> **Enunciado 1**
Com base no trecho sobre espumantes apresentado abaixo, responda:
(a) Qual espumante rosé é citado e de qual produtor?
(b) O que limita a produção de champanhe?
(c) Que países são mencionados por terem pensado mais alto com seus tintos?

------------------------------------------------------------------------

A segunda questão é saber se os produtores nacionais podem fazer isso. Faz já um tempinho que eles estão empacados mais ou menos no mesmo patamar de qualidade. Até ai, compreende-se. Não se produz um grande espumante do dia para noite e, se não houve evolução nos últimos dois anos, certamente houve nos últimos três ou quatro, o que já está razoável. Por outro lado, quando tomo um espumante rosé como o Poética, da Salton, que foi tão elogiado por alguns críticos de vinho brasileiros, fico me perguntando se os tais críticos têm baixa expectativa quanto ao potencial de nossos espumantes -- e por isso elogiam uma bebida que é um bom refresco para beira de piscina, nada mais --, se são ufanistas ou se a resposta é alguma coisa pior, como desconhecimento do ofício ou rabo preso com os produtores. Enfim, não quero entrar nesse mérito. Mas é fato que ainda podemos exigir mais em termos de qualidade. Estou para ver um espumante rosé nacional que tenha alguma complexidade.

O mercado está aquecido, o consumidor está comprando como nunca, não temos concorrente na América do Sul para esse tipo de vinho, o mundo tem sede de bons espumantes e a produção de champanhe é limitada pela própria área geográfica restrita de onde saem essas jóias borbulhantes. Não está na hora de o Brasil pensar mais alto, como Chile e Argentina pensaram com seus tintos há alguns anos? Queremos? Conseguimos? Tenho o palpite de que, cedo ou tarde, a resposta será sim para essas indagações. Mas é só isso mesmo: um palpite. Alguém se arrisca a responder?

------------------------------------------------------------------------

> **Enunciado 2**
Informe todas as linhas abaixo que contêm a palavra "below", copiando cada uma por inteiro. Maiúsculas e minúsculas devem ser diferenciadas.

------------------------------------------------------------------------

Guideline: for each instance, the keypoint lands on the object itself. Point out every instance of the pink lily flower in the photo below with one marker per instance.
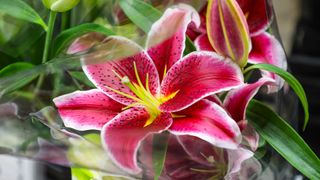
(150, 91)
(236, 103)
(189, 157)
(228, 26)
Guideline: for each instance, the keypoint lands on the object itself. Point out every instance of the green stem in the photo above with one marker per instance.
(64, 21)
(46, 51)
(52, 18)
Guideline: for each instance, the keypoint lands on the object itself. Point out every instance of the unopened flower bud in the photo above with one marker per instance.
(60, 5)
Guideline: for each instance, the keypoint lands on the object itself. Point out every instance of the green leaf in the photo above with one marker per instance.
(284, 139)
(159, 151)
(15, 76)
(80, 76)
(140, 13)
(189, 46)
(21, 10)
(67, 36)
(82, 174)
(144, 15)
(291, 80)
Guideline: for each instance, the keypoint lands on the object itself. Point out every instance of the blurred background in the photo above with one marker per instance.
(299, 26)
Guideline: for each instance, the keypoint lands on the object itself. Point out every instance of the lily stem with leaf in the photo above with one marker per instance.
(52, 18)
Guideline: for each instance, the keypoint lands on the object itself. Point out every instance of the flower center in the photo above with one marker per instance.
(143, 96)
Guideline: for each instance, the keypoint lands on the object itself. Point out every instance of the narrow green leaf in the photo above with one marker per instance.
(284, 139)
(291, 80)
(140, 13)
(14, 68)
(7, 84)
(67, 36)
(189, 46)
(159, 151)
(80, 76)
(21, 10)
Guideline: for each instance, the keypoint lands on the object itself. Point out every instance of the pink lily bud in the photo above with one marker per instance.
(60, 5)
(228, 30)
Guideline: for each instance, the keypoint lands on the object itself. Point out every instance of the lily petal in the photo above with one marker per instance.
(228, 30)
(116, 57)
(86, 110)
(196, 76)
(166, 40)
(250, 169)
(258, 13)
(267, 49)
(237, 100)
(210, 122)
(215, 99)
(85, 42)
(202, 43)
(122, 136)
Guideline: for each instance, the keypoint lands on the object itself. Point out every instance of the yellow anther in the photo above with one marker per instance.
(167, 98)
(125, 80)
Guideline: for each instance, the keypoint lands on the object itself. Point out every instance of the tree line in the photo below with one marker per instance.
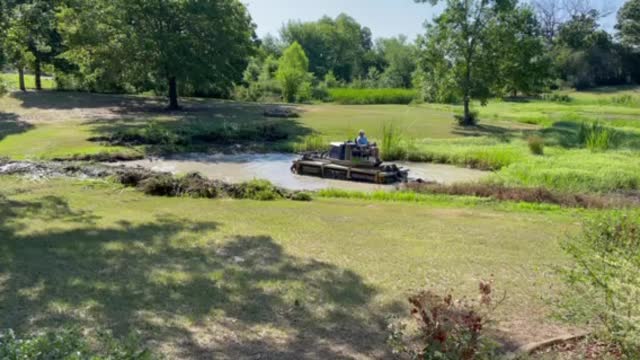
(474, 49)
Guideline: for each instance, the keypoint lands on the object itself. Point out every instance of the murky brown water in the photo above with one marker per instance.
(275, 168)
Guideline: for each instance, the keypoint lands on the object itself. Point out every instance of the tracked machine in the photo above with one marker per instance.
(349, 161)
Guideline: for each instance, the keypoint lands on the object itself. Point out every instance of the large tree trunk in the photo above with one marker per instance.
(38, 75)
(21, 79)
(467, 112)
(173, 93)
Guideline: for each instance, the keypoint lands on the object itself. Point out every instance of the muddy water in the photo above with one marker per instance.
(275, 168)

------------------------------------------------------------------------

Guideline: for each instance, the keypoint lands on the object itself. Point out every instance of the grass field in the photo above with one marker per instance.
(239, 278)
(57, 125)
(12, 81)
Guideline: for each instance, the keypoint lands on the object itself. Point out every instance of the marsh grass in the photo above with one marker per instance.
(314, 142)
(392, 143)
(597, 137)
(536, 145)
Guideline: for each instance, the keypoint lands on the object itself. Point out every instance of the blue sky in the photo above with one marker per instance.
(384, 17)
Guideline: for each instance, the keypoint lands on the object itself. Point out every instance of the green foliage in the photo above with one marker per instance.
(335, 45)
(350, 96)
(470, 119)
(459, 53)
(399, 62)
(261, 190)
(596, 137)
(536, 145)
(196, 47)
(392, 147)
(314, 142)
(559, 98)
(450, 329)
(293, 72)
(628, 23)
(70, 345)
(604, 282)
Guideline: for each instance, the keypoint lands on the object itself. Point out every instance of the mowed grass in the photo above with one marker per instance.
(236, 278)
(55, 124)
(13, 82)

------------------------------------------------------------------------

> **Resposta 1**
(a) O Poética, da Salton.
(b) A própria área geográfica restrita de onde saem essas jóias borbulhantes.
(c) Chile e Argentina.

> **Resposta 2**
Guideline: for each instance, the keypoint lands on the object itself. Point out every instance of the pink lily flower in the photo below with one marker per instance.
Guideline: for each instance, the keypoint lands on the object itself. Point out every instance of the tree line in the photo below with one marker per instance.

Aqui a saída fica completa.